* Work task: From the Dolphins game review, extract the passage between "Tony Lippett also" and "seemed to recover.", inclusive, and copy it word for word.

[[ Text passage, beginning ]]

Technically speaking, the linebacker corps was healthier this week. However, both Kiko Alonso and Jelani Jenkins (who has struggled mightily this year) had casts on display. Both of their returns didn’t make much of a difference, as the group as a whole struggled immensely. Bilal Powell was a constant menace, and in situations that forced Miami linebackers to make one-on-one open field tackles to bring down the shifty Powell, they simply couldn’t do it.
Indeed, the Jets’ check down read was arguably their most frightening option on offense, but it should be noted that the Dolphins’ linebackers struggled equally as much in supporting their defensive line in regards to stopping the run.
However, if there’s one thing we’ve learned about the Dolphins’ defense throughout the last 9 games is this: they’re an opportunistic bunch. The unit’s saving grace was the two 4th down stops courtesy of Kiko Alonso and Spencer Paysinger.
Defensive Backs: A
The big news leading up to kick-off was the return of Xavien Howard. The Dolphins’ rookie DB had been out since knee surgery in early October; there was excitement about finally having the unit at full-strength. That excitement would come to a screeching halt. After just one play, Byron Maxwell would be forced to exit the game for its entirety with an ankle injury. In terms of viewership, it was a shame; Marshall-Maxwell was one of the games juiciest talking points. However, Xavien Howard and Tony Lippett made sure to start up a new talking point. The Dolphins’ young cornerbacks were impressive; each spent time covering Brandon Marshall and ultimately held Marshall to a mere catch for 16 yards.
Tony Lippett also brought down one of his two interceptions while covering Brandon Marshall.
A unit that once was a major area of concern has now turned into an area of strength. Thinking big picture here, the Dolphins have to be thrilled about the future of this group—it should only keep getting better.
Special Teams: A
Walt Aikens has gone from a failed safety to a special teams’ ace. This week Aikens blocked a Jets’ punt early in the third quarter and scooped it up for the score. You could really call Aikens’ punt block the defining moment in the game–after the sequence the Jets never seemed to recover.

[[ Text passage, end ]]
[[ Supplied information, beginning ]]

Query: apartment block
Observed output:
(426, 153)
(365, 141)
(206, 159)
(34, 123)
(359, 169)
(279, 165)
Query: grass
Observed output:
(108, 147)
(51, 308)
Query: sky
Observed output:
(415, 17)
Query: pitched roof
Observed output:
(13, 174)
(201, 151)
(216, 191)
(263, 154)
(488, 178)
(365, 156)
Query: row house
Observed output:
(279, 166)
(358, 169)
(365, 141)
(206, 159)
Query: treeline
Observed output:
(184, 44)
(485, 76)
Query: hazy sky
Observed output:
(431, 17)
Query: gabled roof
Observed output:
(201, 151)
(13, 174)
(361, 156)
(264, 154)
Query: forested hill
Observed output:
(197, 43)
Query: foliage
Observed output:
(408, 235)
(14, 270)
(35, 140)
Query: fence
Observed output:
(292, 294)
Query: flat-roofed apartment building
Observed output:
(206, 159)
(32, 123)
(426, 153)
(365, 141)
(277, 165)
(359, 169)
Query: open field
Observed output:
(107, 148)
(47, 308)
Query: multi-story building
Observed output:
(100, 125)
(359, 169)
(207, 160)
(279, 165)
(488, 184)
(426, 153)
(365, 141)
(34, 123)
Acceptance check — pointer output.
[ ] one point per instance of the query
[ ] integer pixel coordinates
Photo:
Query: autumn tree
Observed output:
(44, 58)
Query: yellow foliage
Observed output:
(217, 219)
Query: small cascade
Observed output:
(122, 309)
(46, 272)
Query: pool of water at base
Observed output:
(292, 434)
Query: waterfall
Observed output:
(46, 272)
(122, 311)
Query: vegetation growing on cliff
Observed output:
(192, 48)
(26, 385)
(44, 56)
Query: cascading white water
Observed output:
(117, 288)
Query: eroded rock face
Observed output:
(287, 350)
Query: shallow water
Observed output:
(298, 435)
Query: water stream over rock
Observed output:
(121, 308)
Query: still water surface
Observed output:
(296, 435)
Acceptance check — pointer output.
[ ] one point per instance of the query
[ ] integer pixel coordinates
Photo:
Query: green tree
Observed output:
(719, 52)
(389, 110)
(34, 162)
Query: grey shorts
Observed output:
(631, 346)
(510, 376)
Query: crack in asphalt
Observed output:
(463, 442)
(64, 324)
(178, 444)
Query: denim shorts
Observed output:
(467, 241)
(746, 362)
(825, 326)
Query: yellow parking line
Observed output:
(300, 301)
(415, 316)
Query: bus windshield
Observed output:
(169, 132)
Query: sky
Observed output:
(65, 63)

[[ Supplied information, end ]]

* Result of this exercise:
Tony Lippett also brought down one of his two interceptions while covering Brandon Marshall.
A unit that once was a major area of concern has now turned into an area of strength. Thinking big picture here, the Dolphins have to be thrilled about the future of this group—it should only keep getting better.
Special Teams: A
Walt Aikens has gone from a failed safety to a special teams’ ace. This week Aikens blocked a Jets’ punt early in the third quarter and scooped it up for the score. You could really call Aikens’ punt block the defining moment in the game–after the sequence the Jets never seemed to recover.